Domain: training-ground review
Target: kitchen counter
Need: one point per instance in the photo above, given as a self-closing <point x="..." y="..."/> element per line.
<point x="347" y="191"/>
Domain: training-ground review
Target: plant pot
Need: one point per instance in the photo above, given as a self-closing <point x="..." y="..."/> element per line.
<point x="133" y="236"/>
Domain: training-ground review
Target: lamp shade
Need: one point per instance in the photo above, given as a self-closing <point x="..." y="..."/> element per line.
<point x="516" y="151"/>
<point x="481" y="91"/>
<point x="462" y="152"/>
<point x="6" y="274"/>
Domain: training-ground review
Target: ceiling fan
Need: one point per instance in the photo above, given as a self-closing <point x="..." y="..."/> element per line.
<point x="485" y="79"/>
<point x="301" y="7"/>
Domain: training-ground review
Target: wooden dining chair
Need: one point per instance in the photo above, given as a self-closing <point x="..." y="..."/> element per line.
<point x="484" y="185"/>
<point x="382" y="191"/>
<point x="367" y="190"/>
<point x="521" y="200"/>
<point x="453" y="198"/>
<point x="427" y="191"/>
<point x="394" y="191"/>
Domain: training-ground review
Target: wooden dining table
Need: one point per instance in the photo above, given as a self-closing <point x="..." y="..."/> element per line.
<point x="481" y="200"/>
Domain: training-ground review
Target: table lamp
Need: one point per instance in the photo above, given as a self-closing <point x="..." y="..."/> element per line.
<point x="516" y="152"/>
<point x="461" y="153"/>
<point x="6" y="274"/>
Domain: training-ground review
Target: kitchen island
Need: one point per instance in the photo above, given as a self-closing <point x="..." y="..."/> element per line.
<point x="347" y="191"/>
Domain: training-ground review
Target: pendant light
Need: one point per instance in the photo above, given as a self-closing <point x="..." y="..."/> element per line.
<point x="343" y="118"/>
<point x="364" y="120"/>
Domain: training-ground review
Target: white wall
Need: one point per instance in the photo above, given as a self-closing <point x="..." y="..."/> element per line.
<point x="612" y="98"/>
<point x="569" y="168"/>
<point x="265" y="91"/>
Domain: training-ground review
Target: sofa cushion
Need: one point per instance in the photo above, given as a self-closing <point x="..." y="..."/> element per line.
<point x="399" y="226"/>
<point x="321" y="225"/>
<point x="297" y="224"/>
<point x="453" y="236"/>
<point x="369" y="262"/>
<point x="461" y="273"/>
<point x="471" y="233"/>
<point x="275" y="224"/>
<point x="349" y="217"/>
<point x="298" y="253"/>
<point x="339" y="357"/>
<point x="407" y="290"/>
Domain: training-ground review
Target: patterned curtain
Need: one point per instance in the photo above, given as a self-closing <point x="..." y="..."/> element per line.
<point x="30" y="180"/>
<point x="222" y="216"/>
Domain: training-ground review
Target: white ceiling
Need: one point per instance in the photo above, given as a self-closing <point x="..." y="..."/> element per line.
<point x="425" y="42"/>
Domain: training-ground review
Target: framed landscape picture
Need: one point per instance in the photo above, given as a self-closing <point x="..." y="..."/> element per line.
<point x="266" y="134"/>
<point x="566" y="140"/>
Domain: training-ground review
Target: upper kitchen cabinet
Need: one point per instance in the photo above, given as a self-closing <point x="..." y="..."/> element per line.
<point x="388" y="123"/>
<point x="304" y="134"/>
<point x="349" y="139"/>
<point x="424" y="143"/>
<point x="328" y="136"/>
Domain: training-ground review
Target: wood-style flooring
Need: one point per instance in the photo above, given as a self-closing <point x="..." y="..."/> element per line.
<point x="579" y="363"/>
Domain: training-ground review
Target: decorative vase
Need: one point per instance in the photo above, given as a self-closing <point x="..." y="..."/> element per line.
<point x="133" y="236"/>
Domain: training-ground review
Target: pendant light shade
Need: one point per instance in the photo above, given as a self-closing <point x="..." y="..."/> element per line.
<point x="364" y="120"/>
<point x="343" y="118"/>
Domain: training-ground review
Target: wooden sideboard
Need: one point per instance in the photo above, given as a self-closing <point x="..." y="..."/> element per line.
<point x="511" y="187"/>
▬▬▬
**What is needed**
Locate every line in the records that contains the word "white" and copy each one. Match case exactly.

**Expected answer**
Target: white wall
Target: white ceiling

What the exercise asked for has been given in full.